### WRITTEN EXERCISE
Tally the lines in the records below that contain the word "leaf". State only the resulting number.

### Point annotation dataset records
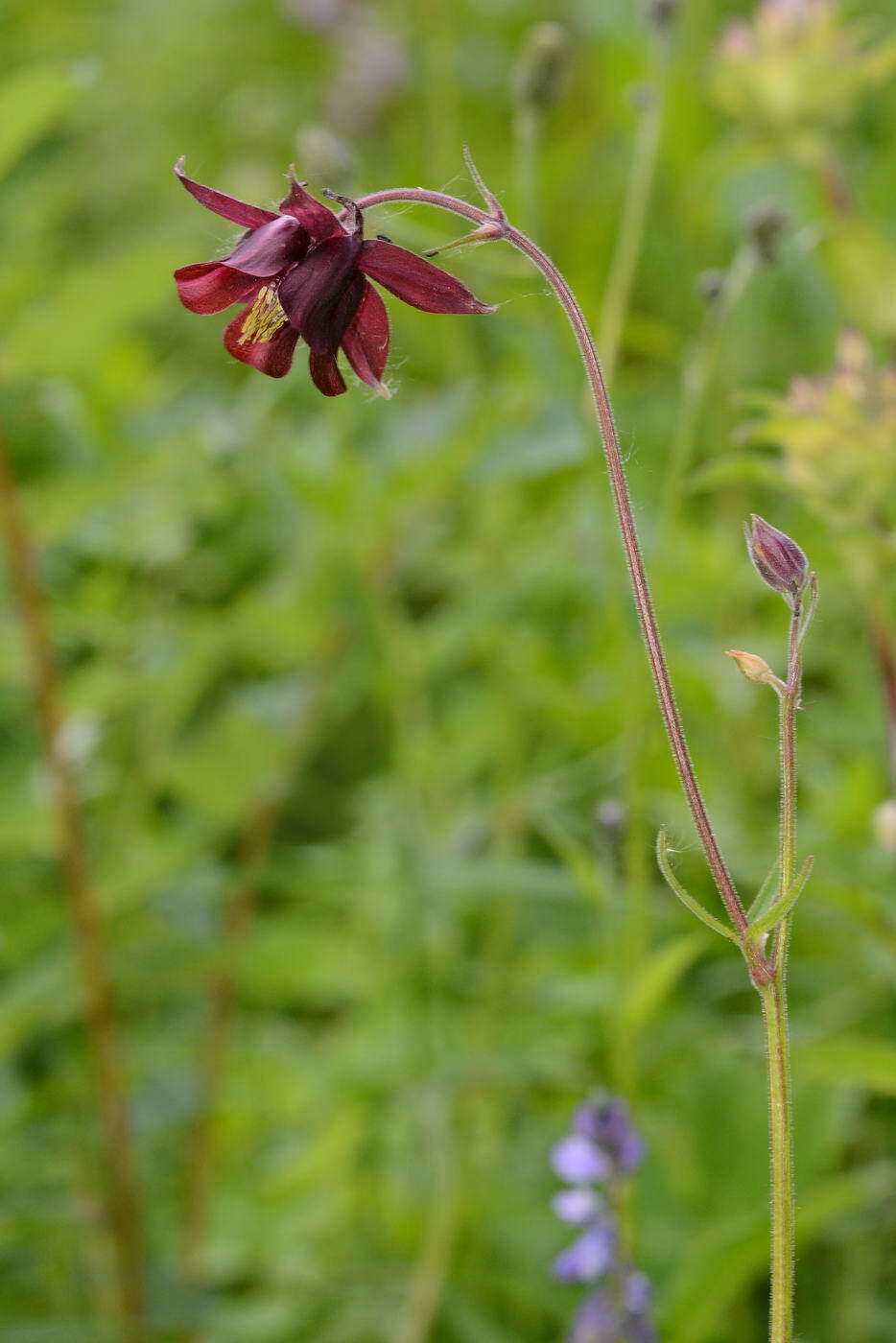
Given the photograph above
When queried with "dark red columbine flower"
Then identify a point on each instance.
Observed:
(305, 274)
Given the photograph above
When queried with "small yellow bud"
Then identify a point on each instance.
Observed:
(884, 825)
(754, 668)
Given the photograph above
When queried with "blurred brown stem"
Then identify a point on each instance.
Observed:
(121, 1197)
(212, 1048)
(886, 667)
(239, 906)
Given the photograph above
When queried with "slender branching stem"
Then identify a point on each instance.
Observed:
(492, 224)
(774, 1001)
(774, 1004)
(121, 1197)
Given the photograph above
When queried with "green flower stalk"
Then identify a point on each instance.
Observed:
(761, 933)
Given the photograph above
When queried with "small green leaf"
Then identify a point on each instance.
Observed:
(782, 907)
(684, 896)
(764, 895)
(657, 977)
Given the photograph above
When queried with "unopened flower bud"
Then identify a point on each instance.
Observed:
(777, 559)
(540, 71)
(752, 667)
(765, 225)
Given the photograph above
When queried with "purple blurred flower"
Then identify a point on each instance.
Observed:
(579, 1161)
(577, 1205)
(604, 1121)
(637, 1292)
(587, 1258)
(597, 1320)
(603, 1145)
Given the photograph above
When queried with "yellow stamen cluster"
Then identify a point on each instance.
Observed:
(264, 318)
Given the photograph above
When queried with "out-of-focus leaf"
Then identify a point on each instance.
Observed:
(30, 101)
(849, 1061)
(71, 328)
(725, 1259)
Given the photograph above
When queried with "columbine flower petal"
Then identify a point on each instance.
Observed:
(316, 284)
(326, 322)
(250, 217)
(271, 248)
(312, 215)
(366, 340)
(257, 338)
(416, 281)
(211, 286)
(325, 373)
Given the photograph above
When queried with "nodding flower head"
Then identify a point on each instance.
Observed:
(304, 272)
(778, 560)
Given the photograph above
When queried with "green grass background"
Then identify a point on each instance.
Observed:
(407, 624)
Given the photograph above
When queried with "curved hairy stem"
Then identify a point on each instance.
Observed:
(492, 224)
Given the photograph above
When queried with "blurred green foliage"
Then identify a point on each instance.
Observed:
(400, 633)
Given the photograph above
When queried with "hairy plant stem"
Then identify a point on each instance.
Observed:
(774, 1003)
(781, 1313)
(120, 1195)
(492, 224)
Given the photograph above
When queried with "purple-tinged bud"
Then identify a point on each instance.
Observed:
(777, 559)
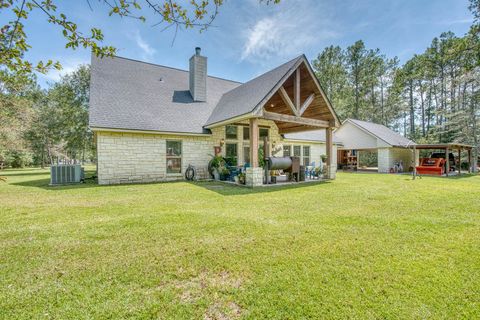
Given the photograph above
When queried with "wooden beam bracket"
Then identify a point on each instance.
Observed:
(286, 99)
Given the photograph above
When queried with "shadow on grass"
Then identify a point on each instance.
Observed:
(226, 189)
(456, 177)
(221, 188)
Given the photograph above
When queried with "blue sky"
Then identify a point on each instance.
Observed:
(249, 38)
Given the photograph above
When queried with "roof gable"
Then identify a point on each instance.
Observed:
(245, 98)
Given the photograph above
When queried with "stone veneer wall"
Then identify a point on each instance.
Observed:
(135, 157)
(141, 157)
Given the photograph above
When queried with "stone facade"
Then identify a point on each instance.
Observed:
(135, 157)
(254, 177)
(141, 157)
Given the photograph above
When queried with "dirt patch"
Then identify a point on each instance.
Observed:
(223, 311)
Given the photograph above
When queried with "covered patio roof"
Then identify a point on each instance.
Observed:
(444, 146)
(447, 147)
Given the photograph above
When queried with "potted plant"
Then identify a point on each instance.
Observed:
(273, 176)
(241, 178)
(224, 173)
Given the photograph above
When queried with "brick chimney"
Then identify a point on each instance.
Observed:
(198, 76)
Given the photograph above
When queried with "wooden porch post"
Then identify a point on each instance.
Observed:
(447, 162)
(254, 142)
(296, 91)
(470, 161)
(459, 161)
(329, 146)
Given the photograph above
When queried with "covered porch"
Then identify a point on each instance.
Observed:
(296, 104)
(451, 151)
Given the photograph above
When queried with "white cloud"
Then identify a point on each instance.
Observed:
(289, 31)
(147, 50)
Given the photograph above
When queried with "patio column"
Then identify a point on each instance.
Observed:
(447, 162)
(459, 161)
(254, 142)
(254, 174)
(470, 166)
(329, 145)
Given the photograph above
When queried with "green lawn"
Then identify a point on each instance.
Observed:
(362, 246)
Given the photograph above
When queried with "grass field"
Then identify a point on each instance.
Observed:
(362, 246)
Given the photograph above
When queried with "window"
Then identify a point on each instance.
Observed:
(174, 156)
(296, 151)
(231, 132)
(246, 154)
(246, 133)
(231, 154)
(263, 132)
(306, 155)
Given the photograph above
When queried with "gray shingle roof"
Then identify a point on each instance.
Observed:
(380, 131)
(245, 98)
(128, 94)
(135, 95)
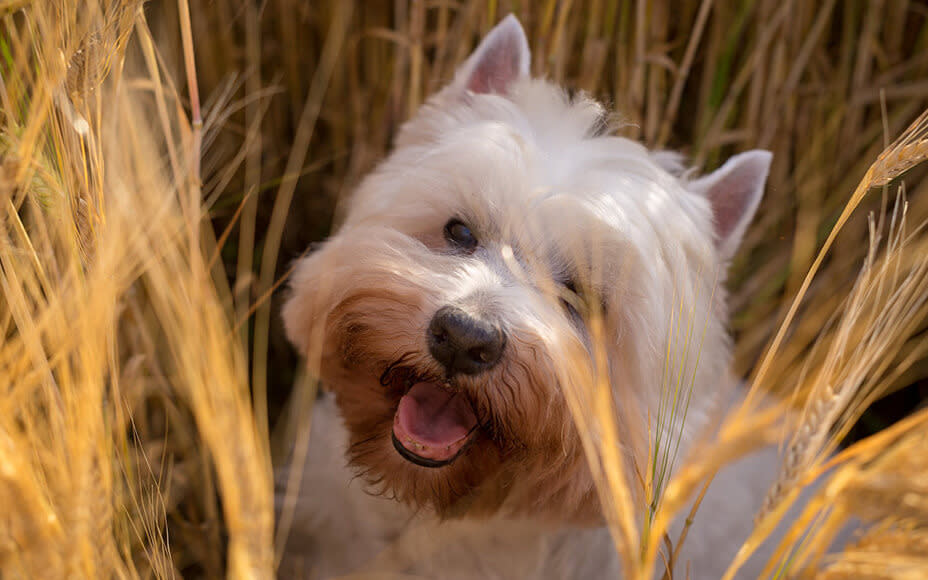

### FINISHED ANSWER
2